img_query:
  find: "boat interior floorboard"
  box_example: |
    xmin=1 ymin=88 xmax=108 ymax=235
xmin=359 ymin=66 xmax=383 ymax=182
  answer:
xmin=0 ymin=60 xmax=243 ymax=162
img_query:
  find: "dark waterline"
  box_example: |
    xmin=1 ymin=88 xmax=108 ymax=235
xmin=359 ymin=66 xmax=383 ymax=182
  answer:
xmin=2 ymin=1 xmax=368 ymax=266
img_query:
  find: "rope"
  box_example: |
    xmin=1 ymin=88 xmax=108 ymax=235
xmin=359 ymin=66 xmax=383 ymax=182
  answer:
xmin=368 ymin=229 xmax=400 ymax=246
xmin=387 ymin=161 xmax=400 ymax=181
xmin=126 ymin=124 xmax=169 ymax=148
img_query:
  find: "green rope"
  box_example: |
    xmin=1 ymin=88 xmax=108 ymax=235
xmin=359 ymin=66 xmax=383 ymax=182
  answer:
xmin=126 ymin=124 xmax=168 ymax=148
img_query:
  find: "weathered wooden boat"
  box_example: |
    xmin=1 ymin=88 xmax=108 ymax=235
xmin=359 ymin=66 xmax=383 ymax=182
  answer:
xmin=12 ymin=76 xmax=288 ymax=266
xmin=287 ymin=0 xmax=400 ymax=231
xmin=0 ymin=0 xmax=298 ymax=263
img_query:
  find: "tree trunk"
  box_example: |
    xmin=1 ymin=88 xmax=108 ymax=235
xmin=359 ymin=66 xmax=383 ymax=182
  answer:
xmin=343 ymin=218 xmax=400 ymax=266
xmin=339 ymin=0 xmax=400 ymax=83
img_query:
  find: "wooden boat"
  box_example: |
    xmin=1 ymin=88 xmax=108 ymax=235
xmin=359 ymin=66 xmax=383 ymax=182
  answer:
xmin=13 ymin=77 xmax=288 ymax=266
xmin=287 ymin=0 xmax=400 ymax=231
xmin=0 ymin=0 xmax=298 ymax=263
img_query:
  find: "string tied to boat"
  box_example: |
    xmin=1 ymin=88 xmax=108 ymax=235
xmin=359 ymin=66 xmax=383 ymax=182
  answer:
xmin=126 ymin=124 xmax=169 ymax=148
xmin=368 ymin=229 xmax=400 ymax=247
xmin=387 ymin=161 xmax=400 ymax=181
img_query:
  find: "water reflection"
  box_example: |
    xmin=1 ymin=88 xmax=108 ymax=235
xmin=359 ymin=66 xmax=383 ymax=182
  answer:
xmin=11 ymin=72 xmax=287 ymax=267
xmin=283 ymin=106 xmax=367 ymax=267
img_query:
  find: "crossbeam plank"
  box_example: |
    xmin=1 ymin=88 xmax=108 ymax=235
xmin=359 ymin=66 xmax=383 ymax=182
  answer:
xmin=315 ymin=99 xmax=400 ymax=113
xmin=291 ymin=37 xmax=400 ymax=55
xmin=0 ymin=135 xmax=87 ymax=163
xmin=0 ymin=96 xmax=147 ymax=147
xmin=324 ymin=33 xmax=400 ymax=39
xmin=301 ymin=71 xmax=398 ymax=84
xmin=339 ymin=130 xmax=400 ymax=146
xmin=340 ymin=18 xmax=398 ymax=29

→ **EXERCISE AIM**:
Copy all lines from the material above that hold the word "boat".

→ **SOLUTION TO THE PROBLEM**:
  find: "boat interior floorboard"
  find: "weathered wooden boat"
  find: "wooden boat"
  find: "string tied to boat"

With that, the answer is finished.